Dataset rows showing where objects appear
==============================
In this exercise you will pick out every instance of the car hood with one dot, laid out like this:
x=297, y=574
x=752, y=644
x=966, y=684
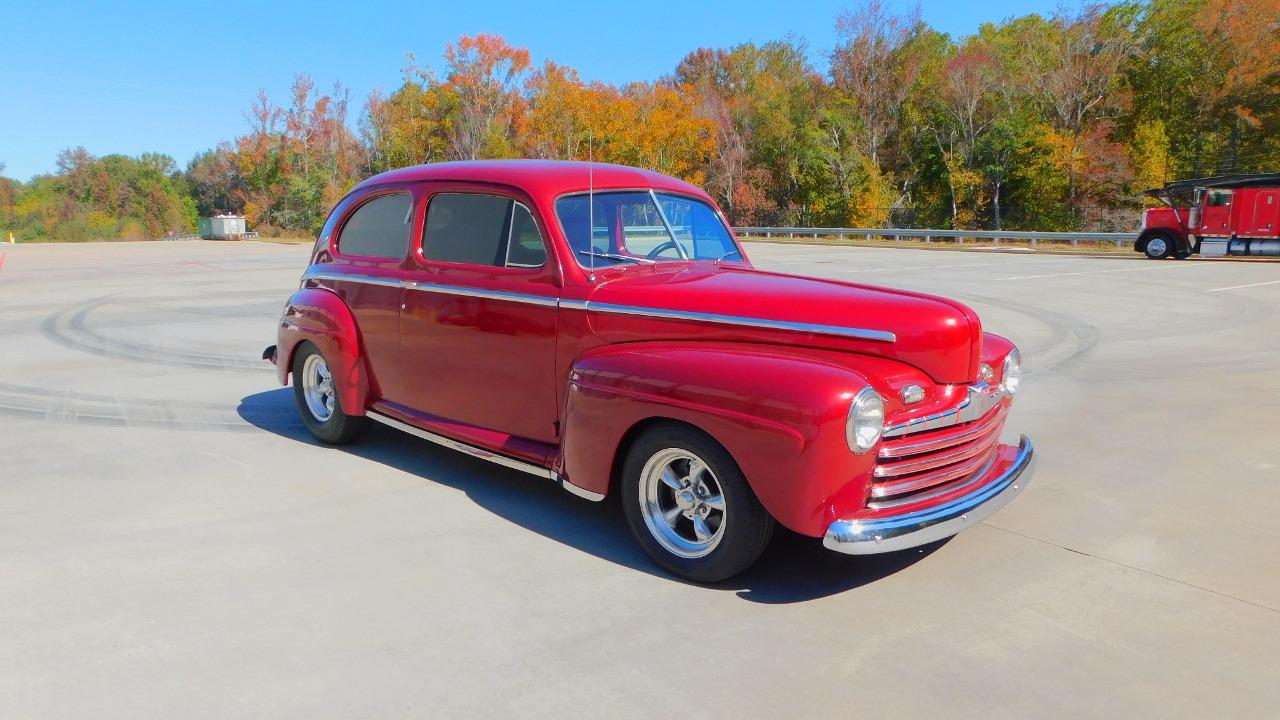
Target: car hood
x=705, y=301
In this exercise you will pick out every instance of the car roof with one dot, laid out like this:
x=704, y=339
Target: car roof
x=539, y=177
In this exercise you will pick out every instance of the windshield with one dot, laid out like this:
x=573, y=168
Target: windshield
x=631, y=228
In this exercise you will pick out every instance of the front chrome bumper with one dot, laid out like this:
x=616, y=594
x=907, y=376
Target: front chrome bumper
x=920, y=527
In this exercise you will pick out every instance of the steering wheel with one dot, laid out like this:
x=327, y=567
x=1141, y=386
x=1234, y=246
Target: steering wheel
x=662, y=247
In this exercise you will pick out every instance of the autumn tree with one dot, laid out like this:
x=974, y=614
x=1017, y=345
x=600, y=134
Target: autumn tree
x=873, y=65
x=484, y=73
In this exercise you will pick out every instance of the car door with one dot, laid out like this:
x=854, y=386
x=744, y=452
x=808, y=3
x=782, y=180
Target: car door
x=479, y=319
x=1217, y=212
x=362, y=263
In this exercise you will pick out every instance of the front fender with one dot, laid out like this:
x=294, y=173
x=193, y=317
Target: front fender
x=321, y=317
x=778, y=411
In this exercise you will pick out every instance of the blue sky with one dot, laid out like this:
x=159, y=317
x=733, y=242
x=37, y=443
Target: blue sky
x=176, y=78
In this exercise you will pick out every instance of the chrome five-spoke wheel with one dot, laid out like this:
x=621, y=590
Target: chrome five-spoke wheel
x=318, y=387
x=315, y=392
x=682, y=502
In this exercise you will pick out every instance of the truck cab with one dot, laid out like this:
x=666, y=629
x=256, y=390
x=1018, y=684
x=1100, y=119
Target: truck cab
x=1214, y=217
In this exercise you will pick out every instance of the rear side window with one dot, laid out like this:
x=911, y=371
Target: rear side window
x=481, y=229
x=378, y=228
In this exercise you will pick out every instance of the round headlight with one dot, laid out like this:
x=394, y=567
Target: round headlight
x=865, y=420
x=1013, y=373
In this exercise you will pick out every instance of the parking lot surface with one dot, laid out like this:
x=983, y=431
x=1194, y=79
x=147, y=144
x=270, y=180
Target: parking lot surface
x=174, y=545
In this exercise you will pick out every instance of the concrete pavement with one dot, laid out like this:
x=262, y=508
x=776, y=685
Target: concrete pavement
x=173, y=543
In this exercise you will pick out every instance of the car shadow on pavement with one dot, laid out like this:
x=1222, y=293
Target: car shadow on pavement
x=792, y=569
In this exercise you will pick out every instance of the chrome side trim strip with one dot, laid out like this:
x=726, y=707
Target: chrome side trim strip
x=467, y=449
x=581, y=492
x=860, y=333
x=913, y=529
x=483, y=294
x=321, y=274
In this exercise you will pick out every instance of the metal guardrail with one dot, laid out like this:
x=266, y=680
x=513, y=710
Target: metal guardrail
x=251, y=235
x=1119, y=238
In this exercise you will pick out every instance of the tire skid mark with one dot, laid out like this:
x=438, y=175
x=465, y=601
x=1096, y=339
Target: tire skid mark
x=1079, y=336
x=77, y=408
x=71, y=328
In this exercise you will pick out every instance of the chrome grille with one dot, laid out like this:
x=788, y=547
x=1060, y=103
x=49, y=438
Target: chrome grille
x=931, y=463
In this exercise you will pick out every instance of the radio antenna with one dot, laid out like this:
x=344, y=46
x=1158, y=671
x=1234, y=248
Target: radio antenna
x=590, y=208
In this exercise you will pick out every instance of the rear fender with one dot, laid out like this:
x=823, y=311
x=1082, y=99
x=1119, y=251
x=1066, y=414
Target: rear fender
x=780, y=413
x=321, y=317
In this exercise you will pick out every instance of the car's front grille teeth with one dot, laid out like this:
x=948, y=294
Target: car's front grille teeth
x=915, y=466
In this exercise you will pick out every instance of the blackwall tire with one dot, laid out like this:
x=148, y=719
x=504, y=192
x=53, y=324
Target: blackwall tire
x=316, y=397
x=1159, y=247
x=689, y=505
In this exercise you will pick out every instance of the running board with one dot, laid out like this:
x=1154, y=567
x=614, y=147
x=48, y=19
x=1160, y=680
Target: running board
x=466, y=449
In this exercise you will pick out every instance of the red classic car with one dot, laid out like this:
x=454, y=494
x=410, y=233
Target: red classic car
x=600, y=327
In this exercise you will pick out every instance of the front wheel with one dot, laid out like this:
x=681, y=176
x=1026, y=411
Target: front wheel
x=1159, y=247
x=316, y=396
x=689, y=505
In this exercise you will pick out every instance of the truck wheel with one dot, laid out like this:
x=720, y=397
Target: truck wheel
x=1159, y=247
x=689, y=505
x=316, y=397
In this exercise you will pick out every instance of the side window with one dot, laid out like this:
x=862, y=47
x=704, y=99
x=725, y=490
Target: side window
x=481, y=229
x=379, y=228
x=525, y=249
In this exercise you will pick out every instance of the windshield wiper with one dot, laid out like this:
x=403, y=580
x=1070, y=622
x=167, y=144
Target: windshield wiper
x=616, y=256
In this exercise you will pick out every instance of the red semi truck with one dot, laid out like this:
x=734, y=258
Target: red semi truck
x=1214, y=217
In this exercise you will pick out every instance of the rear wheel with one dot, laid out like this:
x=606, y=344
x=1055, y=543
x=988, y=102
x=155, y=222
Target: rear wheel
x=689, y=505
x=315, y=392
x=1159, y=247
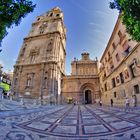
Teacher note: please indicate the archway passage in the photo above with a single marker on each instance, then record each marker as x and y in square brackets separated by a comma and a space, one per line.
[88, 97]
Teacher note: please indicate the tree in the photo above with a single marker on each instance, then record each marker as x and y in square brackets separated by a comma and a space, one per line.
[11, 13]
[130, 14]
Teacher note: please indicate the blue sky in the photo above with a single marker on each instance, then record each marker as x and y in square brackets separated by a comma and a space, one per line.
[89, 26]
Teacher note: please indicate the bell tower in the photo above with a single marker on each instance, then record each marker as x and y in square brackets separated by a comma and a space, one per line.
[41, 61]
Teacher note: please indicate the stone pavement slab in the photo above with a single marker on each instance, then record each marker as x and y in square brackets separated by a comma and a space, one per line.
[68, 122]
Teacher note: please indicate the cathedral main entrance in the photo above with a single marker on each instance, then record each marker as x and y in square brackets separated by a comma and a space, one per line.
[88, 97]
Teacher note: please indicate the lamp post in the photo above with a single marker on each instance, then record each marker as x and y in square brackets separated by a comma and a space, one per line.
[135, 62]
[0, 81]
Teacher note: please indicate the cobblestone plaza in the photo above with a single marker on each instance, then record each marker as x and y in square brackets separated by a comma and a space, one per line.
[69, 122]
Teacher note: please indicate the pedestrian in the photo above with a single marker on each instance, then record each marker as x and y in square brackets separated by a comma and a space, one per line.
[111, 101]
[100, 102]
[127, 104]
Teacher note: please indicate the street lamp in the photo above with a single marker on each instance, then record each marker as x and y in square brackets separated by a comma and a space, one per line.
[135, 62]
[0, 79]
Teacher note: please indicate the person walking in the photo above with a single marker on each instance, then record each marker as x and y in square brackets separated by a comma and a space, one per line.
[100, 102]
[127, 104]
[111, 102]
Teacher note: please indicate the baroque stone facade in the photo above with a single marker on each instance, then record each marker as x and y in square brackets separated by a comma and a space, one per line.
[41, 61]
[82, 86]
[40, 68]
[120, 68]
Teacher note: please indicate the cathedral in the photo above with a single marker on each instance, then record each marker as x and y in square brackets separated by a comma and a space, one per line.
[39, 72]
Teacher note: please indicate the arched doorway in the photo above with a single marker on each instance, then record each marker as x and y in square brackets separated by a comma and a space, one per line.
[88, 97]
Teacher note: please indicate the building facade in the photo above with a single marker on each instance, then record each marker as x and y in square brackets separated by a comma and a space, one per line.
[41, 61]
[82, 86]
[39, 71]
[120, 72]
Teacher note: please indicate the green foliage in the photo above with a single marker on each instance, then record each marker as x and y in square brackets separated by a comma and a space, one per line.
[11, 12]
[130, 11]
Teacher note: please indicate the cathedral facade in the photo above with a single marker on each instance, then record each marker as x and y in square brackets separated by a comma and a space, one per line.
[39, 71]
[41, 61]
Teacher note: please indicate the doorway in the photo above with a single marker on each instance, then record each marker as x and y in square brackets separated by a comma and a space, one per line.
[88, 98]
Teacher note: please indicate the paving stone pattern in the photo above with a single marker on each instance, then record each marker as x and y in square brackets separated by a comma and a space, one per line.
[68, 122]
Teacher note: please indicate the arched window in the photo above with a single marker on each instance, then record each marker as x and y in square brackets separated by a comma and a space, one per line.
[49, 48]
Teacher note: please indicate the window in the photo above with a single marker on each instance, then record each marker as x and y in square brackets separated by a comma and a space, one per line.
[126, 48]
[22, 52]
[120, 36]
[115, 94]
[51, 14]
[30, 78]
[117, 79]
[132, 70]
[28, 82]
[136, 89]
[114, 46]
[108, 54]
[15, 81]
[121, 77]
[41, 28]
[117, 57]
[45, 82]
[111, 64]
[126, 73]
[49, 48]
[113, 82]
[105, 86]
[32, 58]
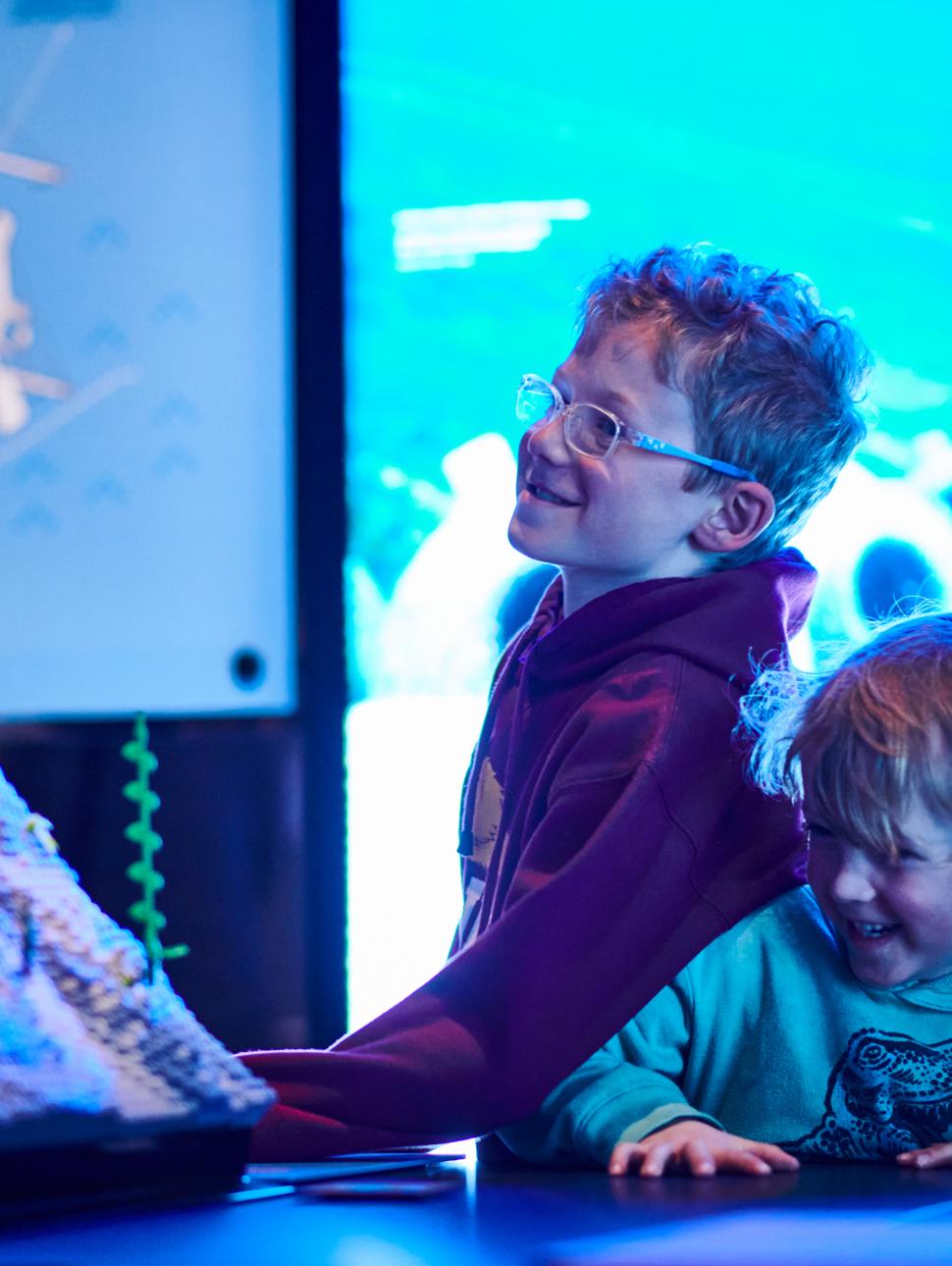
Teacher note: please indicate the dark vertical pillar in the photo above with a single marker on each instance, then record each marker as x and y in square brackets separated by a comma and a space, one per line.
==============================
→ **Requirement**
Reproduce the records verbatim, starting at the line that contains "the car roof" and ending at the line that contains "x=174, y=545".

→ **Solution to this exercise**
In this exercise you will pick out every instance of the car roof with one dot, laid out like this:
x=704, y=339
Target: car roof
x=539, y=177
In this exercise you will pick out every instance of the windshield with one dot, laid out like this:
x=573, y=168
Target: windshield
x=631, y=228
In this exercise you will pick out every instance of the front chrome bumper with one dot, laid out like this:
x=616, y=594
x=907, y=376
Target: front chrome bumper
x=920, y=527
In this exercise you will pick out every instance of the steering wheel with one dot, laid out like this:
x=327, y=567
x=1141, y=386
x=1234, y=246
Target: steering wheel
x=662, y=247
In this exercise you will pick out every instance of the autumn tree with one dot, laid out like this:
x=974, y=614
x=1017, y=345
x=600, y=134
Target: autumn tree
x=873, y=65
x=484, y=73
In this exercise you will pick out every instance of the car door with one dot, laid out like this:
x=854, y=386
x=744, y=452
x=808, y=3
x=782, y=180
Target: car door
x=479, y=319
x=1217, y=212
x=362, y=263
In this exercise you will pick out every instance of the front fender with one dot, laid out like this:
x=294, y=173
x=193, y=317
Target: front fender
x=321, y=317
x=778, y=411
In this exercise you will pick out every instance of the blue sky with one dot, laid out like this:
x=159, y=317
x=733, y=242
x=37, y=443
Target: blue sky
x=176, y=78
In this exercise you will pick out every instance of the chrome five-spoke wheel with one dot, laid out like this:
x=621, y=590
Target: chrome five-spoke wheel
x=318, y=387
x=315, y=392
x=682, y=502
In this exercise you will pick out every instance of the truck cab with one dot, laid out like this:
x=666, y=629
x=256, y=390
x=1018, y=684
x=1100, y=119
Target: truck cab
x=1214, y=217
In this exercise you will pick out every instance of the rear side window with one dot, laid out like this:
x=911, y=371
Target: rear side window
x=481, y=229
x=378, y=228
In this exercise you will pick out every instance of the round headlight with one dot, laid out like this:
x=394, y=567
Target: round headlight
x=865, y=420
x=1013, y=373
In this exercise you will pick out every instance of the parking lot surface with one dot, laid out like this:
x=983, y=431
x=1194, y=79
x=147, y=144
x=270, y=180
Target: parking lot surface
x=174, y=545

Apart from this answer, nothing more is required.